## Task objective
Leave the pictures out and print every record below exactly as it stands.

## Records to process
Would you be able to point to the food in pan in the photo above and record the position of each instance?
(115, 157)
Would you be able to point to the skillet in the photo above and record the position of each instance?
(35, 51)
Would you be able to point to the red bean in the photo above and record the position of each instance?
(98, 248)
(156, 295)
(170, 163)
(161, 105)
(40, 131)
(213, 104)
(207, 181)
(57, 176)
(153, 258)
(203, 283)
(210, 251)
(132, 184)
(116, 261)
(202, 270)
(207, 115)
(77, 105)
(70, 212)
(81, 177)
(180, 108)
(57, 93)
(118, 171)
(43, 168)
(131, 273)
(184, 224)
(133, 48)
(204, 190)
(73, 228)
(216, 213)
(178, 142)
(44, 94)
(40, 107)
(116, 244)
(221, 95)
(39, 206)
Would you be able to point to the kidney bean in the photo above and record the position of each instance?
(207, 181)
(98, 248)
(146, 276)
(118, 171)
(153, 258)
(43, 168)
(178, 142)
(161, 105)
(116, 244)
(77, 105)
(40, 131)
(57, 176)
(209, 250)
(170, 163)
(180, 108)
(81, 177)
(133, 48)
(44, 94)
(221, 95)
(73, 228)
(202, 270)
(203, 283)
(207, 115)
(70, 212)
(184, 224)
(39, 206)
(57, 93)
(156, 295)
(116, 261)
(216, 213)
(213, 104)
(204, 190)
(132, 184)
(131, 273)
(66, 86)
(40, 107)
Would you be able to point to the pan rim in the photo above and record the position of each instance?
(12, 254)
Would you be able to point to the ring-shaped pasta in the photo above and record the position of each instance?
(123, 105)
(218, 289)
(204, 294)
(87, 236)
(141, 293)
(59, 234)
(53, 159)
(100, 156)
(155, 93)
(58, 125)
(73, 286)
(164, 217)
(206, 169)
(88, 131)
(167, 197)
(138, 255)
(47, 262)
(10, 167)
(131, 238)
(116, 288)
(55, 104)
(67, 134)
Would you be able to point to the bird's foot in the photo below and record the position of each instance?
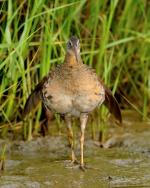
(72, 163)
(83, 167)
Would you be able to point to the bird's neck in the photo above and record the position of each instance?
(71, 59)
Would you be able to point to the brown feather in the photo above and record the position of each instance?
(34, 98)
(112, 104)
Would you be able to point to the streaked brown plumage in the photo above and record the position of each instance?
(73, 89)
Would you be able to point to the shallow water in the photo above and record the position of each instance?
(42, 162)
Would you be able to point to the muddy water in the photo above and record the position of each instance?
(43, 162)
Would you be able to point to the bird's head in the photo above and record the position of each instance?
(73, 47)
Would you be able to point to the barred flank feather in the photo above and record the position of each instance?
(112, 104)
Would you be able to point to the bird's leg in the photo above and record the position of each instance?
(70, 138)
(83, 121)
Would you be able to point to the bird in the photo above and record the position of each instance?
(73, 89)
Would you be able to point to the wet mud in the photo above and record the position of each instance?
(43, 162)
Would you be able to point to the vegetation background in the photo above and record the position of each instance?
(115, 40)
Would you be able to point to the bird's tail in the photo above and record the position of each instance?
(112, 104)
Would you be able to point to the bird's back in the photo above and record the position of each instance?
(72, 89)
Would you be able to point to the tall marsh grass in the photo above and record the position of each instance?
(115, 40)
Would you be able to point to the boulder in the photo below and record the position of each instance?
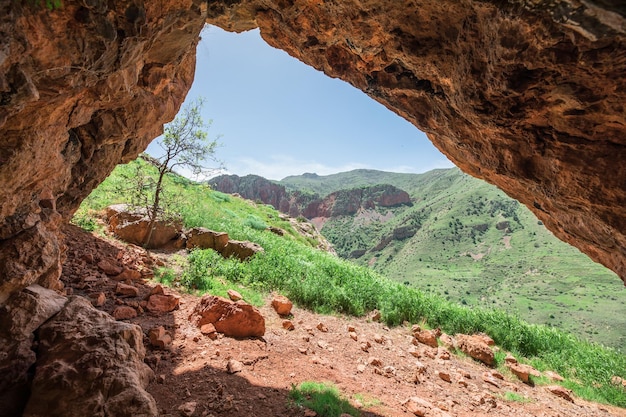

## Response for this exercise
Would you be able to point to the food in pan in the photo above and record the position of each instance?
(115, 157)
Would you be able to point to the skillet in the photo above and record the position of each instance?
(35, 51)
Would you be able to point to the red bean in the photo above and record the position of each instance?
(98, 248)
(156, 295)
(170, 163)
(161, 105)
(40, 131)
(213, 104)
(207, 181)
(57, 176)
(153, 258)
(203, 283)
(210, 251)
(132, 184)
(116, 261)
(202, 270)
(207, 115)
(77, 105)
(70, 212)
(81, 177)
(180, 108)
(57, 93)
(118, 171)
(43, 168)
(131, 273)
(184, 224)
(133, 48)
(204, 190)
(73, 228)
(216, 213)
(178, 142)
(44, 94)
(40, 107)
(116, 244)
(221, 95)
(39, 206)
Would you be able to point to the kidney bean in the photo above and record the position of each instance?
(207, 181)
(98, 248)
(146, 276)
(118, 171)
(153, 258)
(43, 168)
(178, 142)
(161, 105)
(116, 244)
(77, 105)
(40, 131)
(57, 176)
(209, 250)
(170, 163)
(180, 108)
(81, 177)
(133, 48)
(44, 94)
(221, 95)
(73, 228)
(202, 270)
(203, 283)
(207, 115)
(70, 212)
(184, 224)
(39, 206)
(57, 93)
(156, 295)
(116, 261)
(216, 213)
(213, 104)
(204, 190)
(132, 184)
(131, 273)
(66, 86)
(40, 107)
Would you be able to point to the pan rim in the photo above and record the position of each instance?
(12, 254)
Would you be able to point to the ring-shaped pasta in the photo above and record the position of each instance?
(123, 105)
(218, 289)
(204, 294)
(87, 236)
(141, 293)
(59, 234)
(53, 159)
(100, 156)
(155, 93)
(58, 125)
(73, 286)
(164, 217)
(206, 169)
(88, 131)
(167, 197)
(138, 255)
(47, 262)
(10, 167)
(131, 238)
(116, 288)
(55, 104)
(67, 134)
Would you be able to point to the bird's foot in the photo below and record the position of each instance?
(72, 163)
(83, 167)
Would you be able to point to the bird's neck in the photo above and record the position of each instance?
(71, 59)
Would you be able to point to the brown feather in the photo above and record the position of each instance?
(34, 98)
(112, 104)
Would you be able to point to the streaked brown plumage in the photo above and record the position of each instance?
(73, 89)
Would you be able to point to the shallow water in the photo above and record the position of each instance?
(42, 162)
Would you be able to point to the muddy water in the photo above and record the position of each instance?
(43, 162)
Would you be able to point to the bird's head in the photo above and record the position of each instance?
(73, 47)
Would you be able to point to the barred flank feather in the photo above and record the position of each instance?
(112, 104)
Would you be able to point to the bird's leg in the photo above and record the position of each instance?
(70, 138)
(83, 121)
Would you be able to point to the bird in the photo above and record the position of each instance?
(73, 89)
Would you be able to point to the wet mud in the photo above and record the position of each instance?
(43, 162)
Would you be able to point to the vegetation background in the photo above and record the position of each instance?
(115, 40)
Would you be able to point to the bird's tail in the photo above and record the position of each instance?
(112, 104)
Would you be able to point to the bird's back in the photo above and record the position of each instance?
(72, 89)
Would you be able to point to the tall marsh grass in the photo above and record the position of each instance?
(115, 40)
Would you be able to point to the boulder in the photo below and record the position of each instance?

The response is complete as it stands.